▸ EXTRAIT DU TEXTE
«Le Christ, ce rebelle dressé contre toutes les injustices»

Bienne: Le «curé des loubards», Guy Gilbert, a fait son show

Bienne, 25 mars 2012 (Apic) Le Père Guy Gilbert, le «curé des loubards», a fait salle comble le 24 mars 2012, à la Maison Calvin à Bienne. Lors d’une conférence publique, le prêtre français a évoqué avec sensibilité et humour son parcours de vie et le sens de sa mission en faveur des gosses de la rue.

«Soyez les combattants de l’amour et de la justice!», a lancé le Père Guy Gilbert à l’assemblée. C’est un Père Gilbert en grande forme – il se rit de ses 77 ans – qui a littéralement hypnotisé plusieurs centaines de personnes, le 24 mars au soir à la Maison Calvin de Bienne, lors d’une conférence publique organisée par l’association évangélique «Rue à Cœur». Celle-ci œuvre en faveur des marginaux de la capitale seelandaise.

Vêtu de son inséparable blouson noir piqueté de badges de motards, longs cheveux gris à la Léo Ferré, installé sur une chaise au milieu d’une scène au décor dépouillé, le «curé des loubards» a fait vibrer, en véritable show man, toute la gamme des sentiments dans un auditoire conquis par le charisme du personnage et son aura médiatique.

▸ DONNÉES PRÉSENTÉES

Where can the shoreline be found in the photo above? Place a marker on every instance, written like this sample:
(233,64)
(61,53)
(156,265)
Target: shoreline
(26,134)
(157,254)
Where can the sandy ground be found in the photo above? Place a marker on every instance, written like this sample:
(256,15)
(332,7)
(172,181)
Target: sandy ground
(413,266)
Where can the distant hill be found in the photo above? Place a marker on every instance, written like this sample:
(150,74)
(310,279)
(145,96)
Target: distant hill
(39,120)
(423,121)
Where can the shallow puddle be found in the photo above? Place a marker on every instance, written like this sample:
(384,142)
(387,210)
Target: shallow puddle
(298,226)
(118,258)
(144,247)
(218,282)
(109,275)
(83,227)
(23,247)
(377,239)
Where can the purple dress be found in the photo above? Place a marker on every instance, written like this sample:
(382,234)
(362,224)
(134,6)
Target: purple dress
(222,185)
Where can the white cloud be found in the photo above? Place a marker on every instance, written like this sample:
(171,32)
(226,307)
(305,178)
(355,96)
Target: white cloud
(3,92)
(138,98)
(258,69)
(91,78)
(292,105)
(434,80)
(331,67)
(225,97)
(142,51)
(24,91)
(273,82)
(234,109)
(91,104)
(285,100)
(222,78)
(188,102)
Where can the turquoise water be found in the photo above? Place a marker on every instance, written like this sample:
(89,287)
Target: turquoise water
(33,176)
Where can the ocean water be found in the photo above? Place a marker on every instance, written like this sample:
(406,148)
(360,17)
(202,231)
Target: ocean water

▸ CONSIGNE
Poursuivez l'article sur la conférence de Guy Gilbert à Bienne à partir de l'endroit où il s'arrête. Les items proviennent d'une autre source que l'article.

▸ RÉPONSE ATTENDUE
Il y a eu l’émotion, au moment de narrer son expérience de vicaire dans l’Algérie des années 60 et sa décision de se consacrer aux jeunes des rues parisiennes, délinquants, drogués ou récidivistes. «Personne n’est perdu, personne n’est irrécupérable», a-t-il souligné. Il y a eu l’effroi, lors de l’évocation du meurtrier fanatisé de Montauban et de Toulouse. «Comment peut-on tuer au nom de Dieu? Il s’agit là de la pire des folies!» Il y a eu le respect, quand il a parlé de sa famille, et notamment de sa mère. «Le souvenir le plus lumineux de ma vie, c’est la tendresse de maman.»

Happés par la société de consommation

Au sommet de ce riche parcours de vie, qu’il décrit avec son langage simple et populaire, entrecoupé de délicieuses piques humoristiques, trône une certitude que Guy Gilbert martèle avec une puissance assourdissante: «L’amour vainc tout. Absolument tout!»

Cet amour dont il a joui en abondance au sein du cocon familial, à Rochefort-sur-Mer, dans l’ouest de la France, le religieux le transmet aux jeunes en perdition. Il les héberge à la Bergerie de Faucon, un lieu d’accueil et de réinsertion ouvert en Provence il y a près de quarante ans. «Les jeunes ont un immense besoin d’être écoutés. Et ils ont également besoin d’adultes référents, d’amour parental», a expliqué le Père Gilbert.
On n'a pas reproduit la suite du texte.